#### [WHAT IS ASKED]
Working from the line that contains "Mark one point per instance of the bridge deck" to the final line, transcribe each line exactly. No pictures belong in the copy.

#### [DATA EXTRACT]
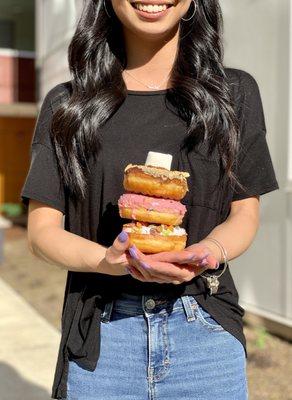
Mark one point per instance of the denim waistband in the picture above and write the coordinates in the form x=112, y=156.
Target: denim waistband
x=132, y=305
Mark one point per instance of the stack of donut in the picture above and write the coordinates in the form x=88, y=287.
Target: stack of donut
x=152, y=202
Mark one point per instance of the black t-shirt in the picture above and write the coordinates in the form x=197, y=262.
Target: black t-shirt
x=144, y=122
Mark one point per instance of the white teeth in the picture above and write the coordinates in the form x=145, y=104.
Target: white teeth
x=151, y=8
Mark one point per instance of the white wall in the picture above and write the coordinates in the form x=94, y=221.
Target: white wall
x=257, y=40
x=55, y=22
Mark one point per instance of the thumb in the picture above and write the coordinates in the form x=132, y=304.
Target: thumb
x=120, y=244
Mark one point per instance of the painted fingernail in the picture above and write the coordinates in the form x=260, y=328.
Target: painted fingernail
x=133, y=253
x=123, y=236
x=144, y=265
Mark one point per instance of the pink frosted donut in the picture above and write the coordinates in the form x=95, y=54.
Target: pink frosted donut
x=151, y=209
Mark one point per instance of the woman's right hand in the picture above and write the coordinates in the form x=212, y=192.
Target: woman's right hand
x=115, y=260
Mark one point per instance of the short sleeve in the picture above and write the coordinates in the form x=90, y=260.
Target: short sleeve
x=43, y=182
x=254, y=168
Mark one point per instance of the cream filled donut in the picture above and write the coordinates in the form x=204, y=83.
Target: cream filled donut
x=150, y=238
x=151, y=209
x=155, y=181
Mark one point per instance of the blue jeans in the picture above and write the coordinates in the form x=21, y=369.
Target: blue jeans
x=158, y=349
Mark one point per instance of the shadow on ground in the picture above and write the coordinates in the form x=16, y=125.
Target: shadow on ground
x=13, y=386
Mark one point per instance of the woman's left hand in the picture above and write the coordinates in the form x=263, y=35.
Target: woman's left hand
x=170, y=267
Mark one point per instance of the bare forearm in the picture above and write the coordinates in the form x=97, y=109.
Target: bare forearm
x=67, y=250
x=236, y=234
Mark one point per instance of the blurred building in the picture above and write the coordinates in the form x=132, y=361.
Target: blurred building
x=257, y=40
x=17, y=94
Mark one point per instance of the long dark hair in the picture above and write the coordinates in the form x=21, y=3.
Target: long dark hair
x=199, y=89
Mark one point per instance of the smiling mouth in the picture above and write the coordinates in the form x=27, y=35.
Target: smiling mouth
x=151, y=8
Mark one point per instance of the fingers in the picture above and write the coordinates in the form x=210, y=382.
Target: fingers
x=182, y=257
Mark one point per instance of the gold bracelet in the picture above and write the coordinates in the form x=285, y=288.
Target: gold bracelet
x=212, y=280
x=222, y=249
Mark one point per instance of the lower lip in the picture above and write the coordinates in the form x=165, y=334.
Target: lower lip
x=152, y=16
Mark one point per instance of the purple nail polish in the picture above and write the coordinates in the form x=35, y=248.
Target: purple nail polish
x=144, y=265
x=133, y=253
x=123, y=236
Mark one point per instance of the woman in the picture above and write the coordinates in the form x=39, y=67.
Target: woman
x=148, y=76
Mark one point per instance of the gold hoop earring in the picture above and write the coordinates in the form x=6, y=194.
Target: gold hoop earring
x=195, y=10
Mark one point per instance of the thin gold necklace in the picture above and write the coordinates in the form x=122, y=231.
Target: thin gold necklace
x=151, y=86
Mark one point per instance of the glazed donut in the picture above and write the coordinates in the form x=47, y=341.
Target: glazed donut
x=151, y=209
x=150, y=238
x=155, y=181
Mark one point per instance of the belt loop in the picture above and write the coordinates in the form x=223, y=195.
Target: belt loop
x=189, y=311
x=106, y=314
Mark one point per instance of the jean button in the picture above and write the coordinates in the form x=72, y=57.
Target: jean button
x=150, y=304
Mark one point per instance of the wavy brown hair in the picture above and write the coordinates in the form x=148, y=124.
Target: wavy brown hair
x=199, y=89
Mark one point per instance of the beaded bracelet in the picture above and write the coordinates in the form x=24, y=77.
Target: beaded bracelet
x=212, y=280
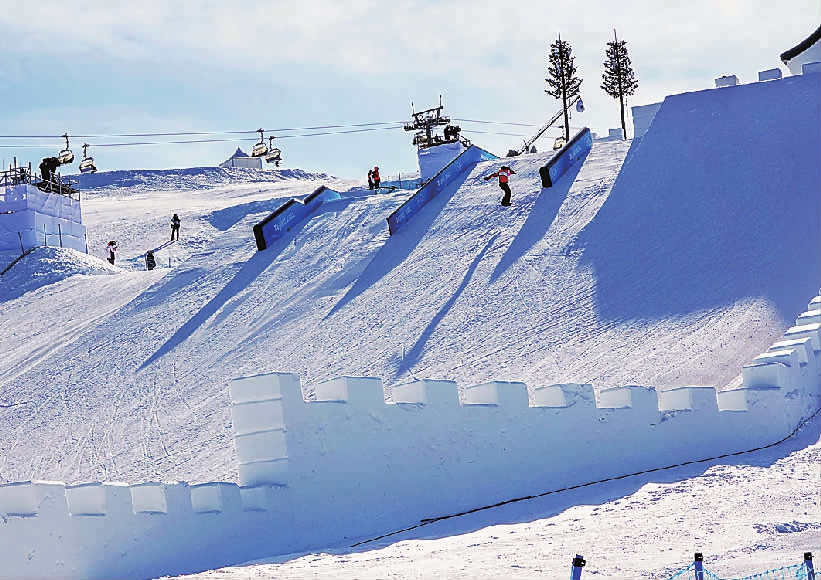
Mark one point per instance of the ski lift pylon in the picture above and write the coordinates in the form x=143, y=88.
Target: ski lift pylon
x=260, y=148
x=274, y=155
x=65, y=156
x=87, y=164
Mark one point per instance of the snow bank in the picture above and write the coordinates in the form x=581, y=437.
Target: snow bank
x=30, y=217
x=349, y=465
x=450, y=176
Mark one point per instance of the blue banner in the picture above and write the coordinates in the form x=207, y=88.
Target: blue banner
x=460, y=166
x=289, y=214
x=566, y=157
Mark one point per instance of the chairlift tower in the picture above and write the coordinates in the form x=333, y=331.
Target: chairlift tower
x=424, y=123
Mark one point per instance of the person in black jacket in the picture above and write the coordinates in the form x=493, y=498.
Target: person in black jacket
x=503, y=174
x=175, y=227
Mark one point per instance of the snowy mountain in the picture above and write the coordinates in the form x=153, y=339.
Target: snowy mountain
x=667, y=262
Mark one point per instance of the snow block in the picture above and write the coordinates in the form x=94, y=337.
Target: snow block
x=497, y=393
x=564, y=395
x=262, y=387
x=767, y=374
x=813, y=331
x=99, y=499
x=726, y=81
x=569, y=155
x=290, y=214
x=33, y=498
x=802, y=347
x=428, y=392
x=215, y=497
x=771, y=74
x=261, y=446
x=811, y=68
x=695, y=398
x=769, y=398
x=257, y=416
x=269, y=472
x=360, y=390
x=451, y=175
x=641, y=399
x=809, y=317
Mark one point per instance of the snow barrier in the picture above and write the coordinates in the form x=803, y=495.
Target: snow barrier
x=30, y=217
x=336, y=469
x=452, y=174
x=289, y=214
x=572, y=152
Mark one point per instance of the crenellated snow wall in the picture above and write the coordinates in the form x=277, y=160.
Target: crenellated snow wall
x=352, y=463
x=30, y=217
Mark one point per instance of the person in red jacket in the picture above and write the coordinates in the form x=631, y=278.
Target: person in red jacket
x=504, y=177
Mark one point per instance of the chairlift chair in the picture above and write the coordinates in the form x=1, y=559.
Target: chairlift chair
x=260, y=148
x=87, y=164
x=65, y=156
x=274, y=154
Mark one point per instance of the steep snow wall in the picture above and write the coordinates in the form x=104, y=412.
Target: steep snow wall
x=289, y=214
x=32, y=218
x=348, y=465
x=450, y=176
x=718, y=202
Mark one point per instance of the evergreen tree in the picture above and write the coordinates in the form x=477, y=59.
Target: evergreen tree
x=562, y=82
x=618, y=78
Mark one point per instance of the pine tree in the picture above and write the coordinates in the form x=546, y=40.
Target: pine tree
x=562, y=81
x=618, y=78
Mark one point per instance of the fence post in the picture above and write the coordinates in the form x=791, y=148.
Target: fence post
x=578, y=564
x=699, y=566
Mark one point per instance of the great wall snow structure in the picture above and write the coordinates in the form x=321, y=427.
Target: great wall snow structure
x=349, y=465
x=349, y=459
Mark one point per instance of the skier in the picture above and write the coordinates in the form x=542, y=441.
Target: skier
x=111, y=248
x=175, y=227
x=504, y=176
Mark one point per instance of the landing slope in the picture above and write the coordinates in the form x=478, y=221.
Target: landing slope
x=719, y=203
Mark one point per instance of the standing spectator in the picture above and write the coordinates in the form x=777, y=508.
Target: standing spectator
x=504, y=176
x=111, y=248
x=175, y=227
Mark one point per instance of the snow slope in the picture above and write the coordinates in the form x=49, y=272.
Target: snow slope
x=635, y=273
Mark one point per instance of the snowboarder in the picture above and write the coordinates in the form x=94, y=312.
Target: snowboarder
x=111, y=248
x=504, y=177
x=175, y=227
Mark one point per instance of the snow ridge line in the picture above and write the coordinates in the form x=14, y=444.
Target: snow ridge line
x=427, y=521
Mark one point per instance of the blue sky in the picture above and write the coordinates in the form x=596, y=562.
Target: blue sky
x=103, y=68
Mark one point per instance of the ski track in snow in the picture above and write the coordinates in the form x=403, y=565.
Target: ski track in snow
x=477, y=292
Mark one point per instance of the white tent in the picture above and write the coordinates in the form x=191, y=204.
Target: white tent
x=241, y=159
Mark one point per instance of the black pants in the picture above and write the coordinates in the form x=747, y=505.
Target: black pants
x=506, y=188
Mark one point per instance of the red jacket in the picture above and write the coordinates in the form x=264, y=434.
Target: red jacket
x=502, y=174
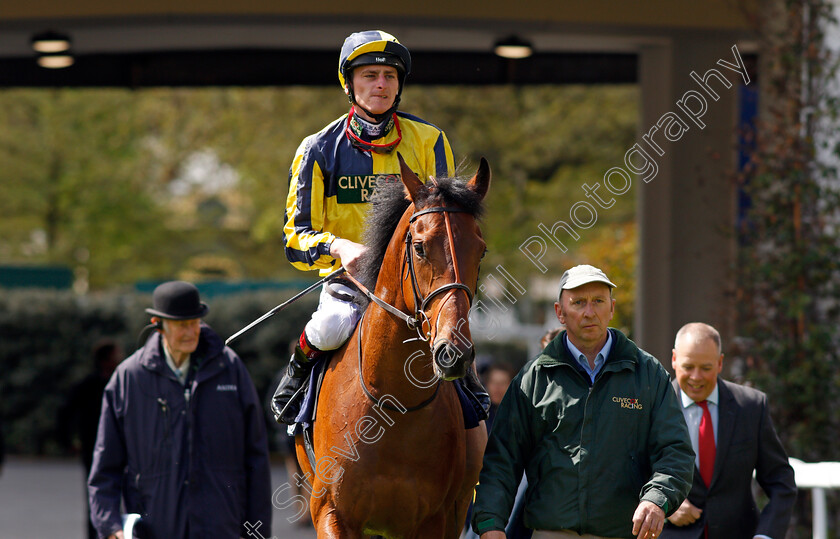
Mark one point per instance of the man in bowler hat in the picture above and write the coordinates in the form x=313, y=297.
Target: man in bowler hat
x=181, y=437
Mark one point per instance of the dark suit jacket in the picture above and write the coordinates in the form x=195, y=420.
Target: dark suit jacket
x=746, y=441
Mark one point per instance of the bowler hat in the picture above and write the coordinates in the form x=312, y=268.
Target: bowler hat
x=177, y=300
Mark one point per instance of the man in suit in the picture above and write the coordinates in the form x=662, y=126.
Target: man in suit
x=735, y=437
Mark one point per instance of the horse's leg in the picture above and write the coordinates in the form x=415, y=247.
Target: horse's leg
x=433, y=527
x=329, y=525
x=476, y=441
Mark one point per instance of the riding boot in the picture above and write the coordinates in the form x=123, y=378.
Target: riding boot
x=290, y=391
x=477, y=395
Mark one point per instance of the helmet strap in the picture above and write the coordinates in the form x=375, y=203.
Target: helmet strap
x=353, y=130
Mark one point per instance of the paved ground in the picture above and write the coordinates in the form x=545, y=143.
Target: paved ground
x=44, y=499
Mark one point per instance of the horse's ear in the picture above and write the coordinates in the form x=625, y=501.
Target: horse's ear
x=416, y=189
x=480, y=183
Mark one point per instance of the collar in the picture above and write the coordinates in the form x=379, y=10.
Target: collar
x=714, y=397
x=358, y=129
x=604, y=353
x=180, y=372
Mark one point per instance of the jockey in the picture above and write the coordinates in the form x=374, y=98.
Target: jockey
x=331, y=179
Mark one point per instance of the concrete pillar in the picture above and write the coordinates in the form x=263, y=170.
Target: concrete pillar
x=686, y=213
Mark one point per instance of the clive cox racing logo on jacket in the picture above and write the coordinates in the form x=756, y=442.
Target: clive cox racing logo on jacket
x=628, y=402
x=356, y=188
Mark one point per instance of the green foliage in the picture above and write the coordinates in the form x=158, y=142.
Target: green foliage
x=790, y=255
x=130, y=185
x=46, y=339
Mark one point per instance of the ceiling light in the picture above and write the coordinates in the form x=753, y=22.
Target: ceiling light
x=50, y=41
x=55, y=61
x=513, y=47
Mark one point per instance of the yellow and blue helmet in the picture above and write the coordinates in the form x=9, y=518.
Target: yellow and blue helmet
x=372, y=47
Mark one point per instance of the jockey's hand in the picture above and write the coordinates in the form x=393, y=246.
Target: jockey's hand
x=686, y=514
x=348, y=252
x=648, y=520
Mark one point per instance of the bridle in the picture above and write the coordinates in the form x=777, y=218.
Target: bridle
x=420, y=317
x=416, y=321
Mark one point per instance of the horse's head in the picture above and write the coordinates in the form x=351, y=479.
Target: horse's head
x=444, y=247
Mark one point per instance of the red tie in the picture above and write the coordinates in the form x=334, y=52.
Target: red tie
x=707, y=445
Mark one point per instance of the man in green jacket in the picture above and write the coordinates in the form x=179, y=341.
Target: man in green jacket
x=596, y=426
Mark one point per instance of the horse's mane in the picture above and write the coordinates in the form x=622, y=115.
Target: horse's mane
x=389, y=202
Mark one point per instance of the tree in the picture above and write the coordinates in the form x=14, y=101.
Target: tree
x=789, y=276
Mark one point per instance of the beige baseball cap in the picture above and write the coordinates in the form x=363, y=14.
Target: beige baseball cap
x=580, y=275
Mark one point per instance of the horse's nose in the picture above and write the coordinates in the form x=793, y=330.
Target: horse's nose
x=453, y=360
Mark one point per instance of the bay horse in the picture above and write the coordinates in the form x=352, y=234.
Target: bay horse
x=392, y=457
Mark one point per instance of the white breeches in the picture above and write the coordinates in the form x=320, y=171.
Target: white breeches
x=334, y=320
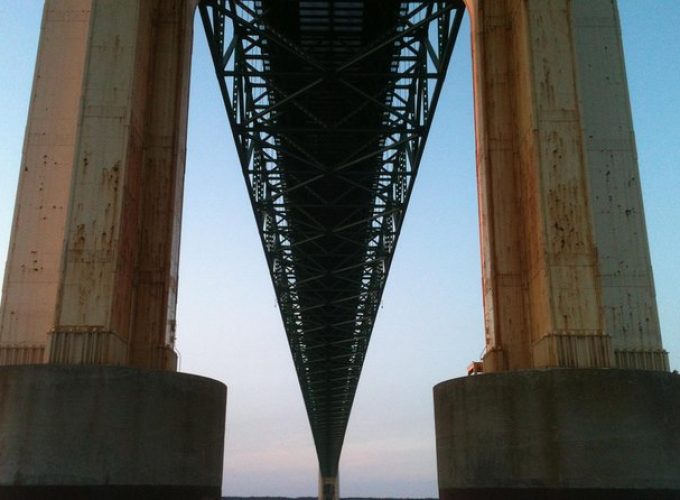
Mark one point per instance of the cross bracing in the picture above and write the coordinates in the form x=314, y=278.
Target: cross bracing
x=330, y=103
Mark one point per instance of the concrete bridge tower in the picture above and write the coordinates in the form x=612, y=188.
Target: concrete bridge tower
x=90, y=404
x=576, y=400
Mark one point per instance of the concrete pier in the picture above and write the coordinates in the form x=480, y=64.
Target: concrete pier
x=329, y=487
x=109, y=432
x=586, y=434
x=576, y=400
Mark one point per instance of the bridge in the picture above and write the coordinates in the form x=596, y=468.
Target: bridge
x=330, y=106
x=330, y=103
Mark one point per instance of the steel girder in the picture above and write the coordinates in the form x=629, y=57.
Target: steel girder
x=330, y=103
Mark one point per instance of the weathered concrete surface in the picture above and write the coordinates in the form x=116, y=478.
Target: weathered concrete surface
x=92, y=269
x=329, y=488
x=32, y=273
x=537, y=433
x=628, y=300
x=109, y=429
x=546, y=138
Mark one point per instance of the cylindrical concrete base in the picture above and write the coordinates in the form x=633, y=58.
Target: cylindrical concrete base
x=559, y=434
x=109, y=432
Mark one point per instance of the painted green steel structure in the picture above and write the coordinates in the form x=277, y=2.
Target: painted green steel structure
x=330, y=103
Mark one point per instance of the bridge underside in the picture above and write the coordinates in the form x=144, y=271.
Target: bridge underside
x=330, y=103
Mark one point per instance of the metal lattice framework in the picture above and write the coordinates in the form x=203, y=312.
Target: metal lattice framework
x=330, y=103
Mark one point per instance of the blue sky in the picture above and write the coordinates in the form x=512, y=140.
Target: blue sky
x=430, y=323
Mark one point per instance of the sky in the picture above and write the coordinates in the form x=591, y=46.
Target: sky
x=429, y=326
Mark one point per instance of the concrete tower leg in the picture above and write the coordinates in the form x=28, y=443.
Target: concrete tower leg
x=329, y=487
x=567, y=281
x=91, y=277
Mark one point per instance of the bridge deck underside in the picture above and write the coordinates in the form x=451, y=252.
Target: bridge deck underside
x=330, y=103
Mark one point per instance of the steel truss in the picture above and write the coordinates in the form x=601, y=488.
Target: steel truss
x=330, y=103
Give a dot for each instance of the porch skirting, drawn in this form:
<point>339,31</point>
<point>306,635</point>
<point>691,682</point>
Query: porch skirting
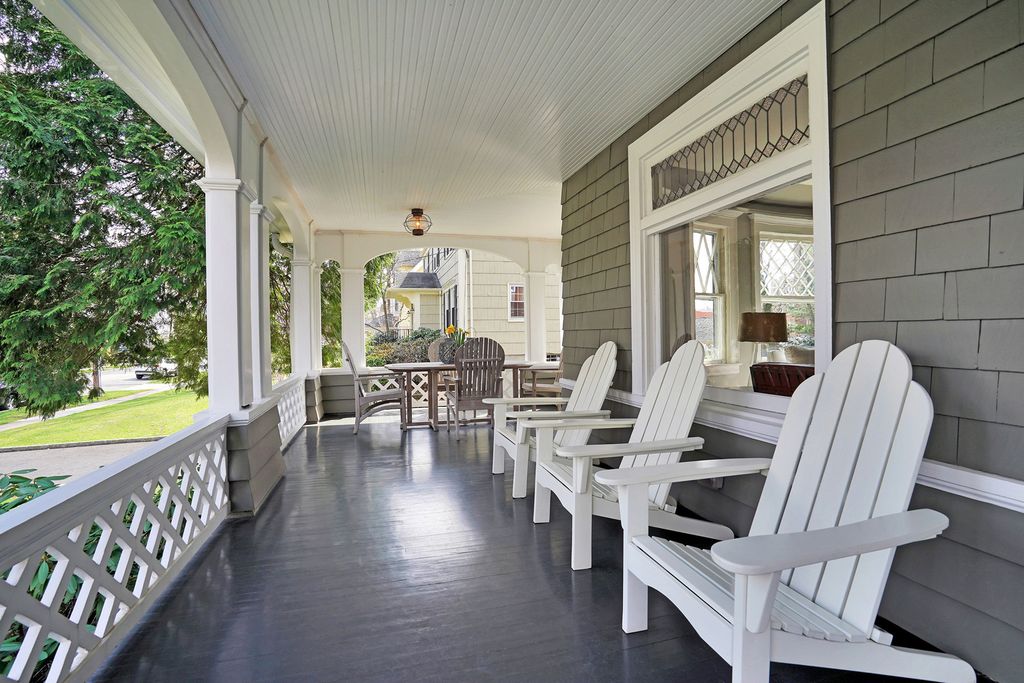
<point>255,464</point>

#### [CORRECT OUTPUT]
Mark one point per instance of the bridge deck underside in the picture above and write the coordinates in the form x=451, y=252.
Target: bridge deck underside
x=330, y=103
Mark one point per instance of the steel truss in the picture above and write the coordinates in the form x=601, y=488.
Target: steel truss
x=330, y=103
Give a dot for each instance of the porch skirting, drawn in this form:
<point>339,31</point>
<point>306,635</point>
<point>691,682</point>
Query: porch skirting
<point>255,464</point>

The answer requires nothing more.